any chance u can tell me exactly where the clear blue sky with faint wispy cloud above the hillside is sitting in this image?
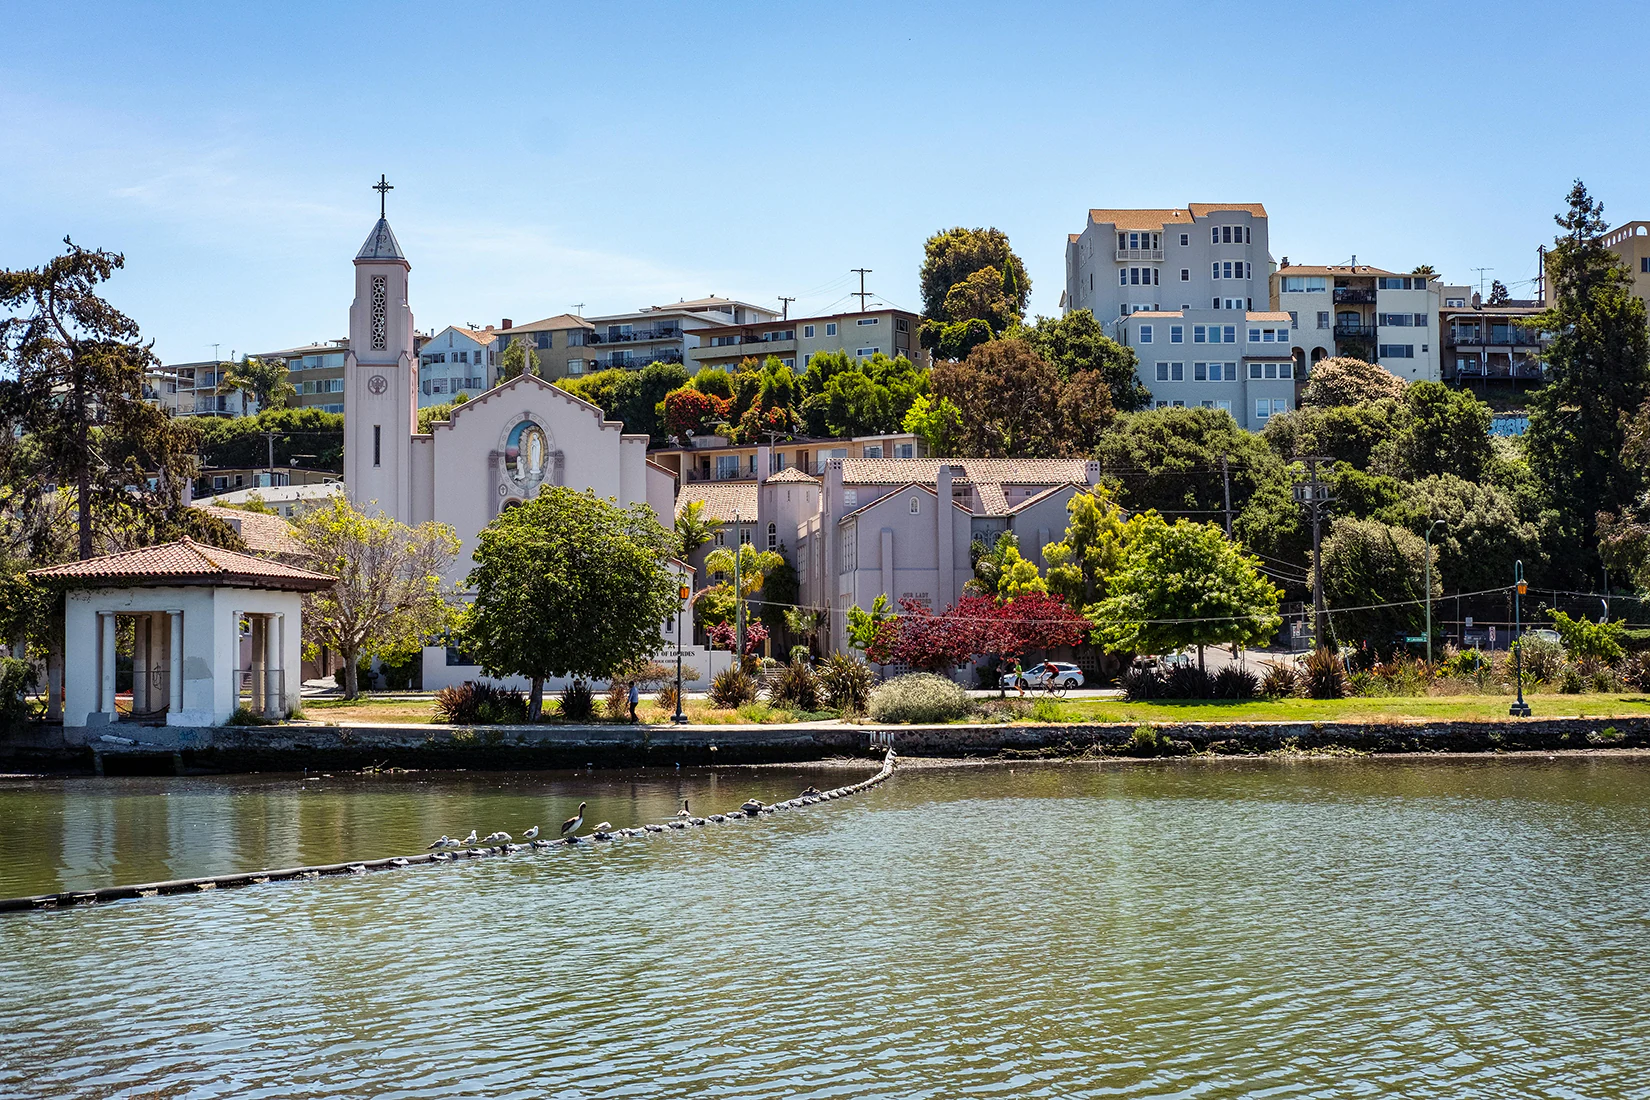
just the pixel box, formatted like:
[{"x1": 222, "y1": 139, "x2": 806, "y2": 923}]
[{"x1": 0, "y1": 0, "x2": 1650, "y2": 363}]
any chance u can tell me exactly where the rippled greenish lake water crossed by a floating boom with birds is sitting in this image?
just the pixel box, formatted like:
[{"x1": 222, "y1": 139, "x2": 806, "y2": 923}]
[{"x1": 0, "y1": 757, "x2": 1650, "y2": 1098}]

## Task statement
Reproduce each line of the material containing the word "exactly".

## Answer for the task
any chance u can tell me exactly where the clear blue sky with faint wispy cloud above the hillside is sitting in this image?
any chance u can tell me exactly where the rippled greenish lake water crossed by a floating boom with birds is sitting in this image?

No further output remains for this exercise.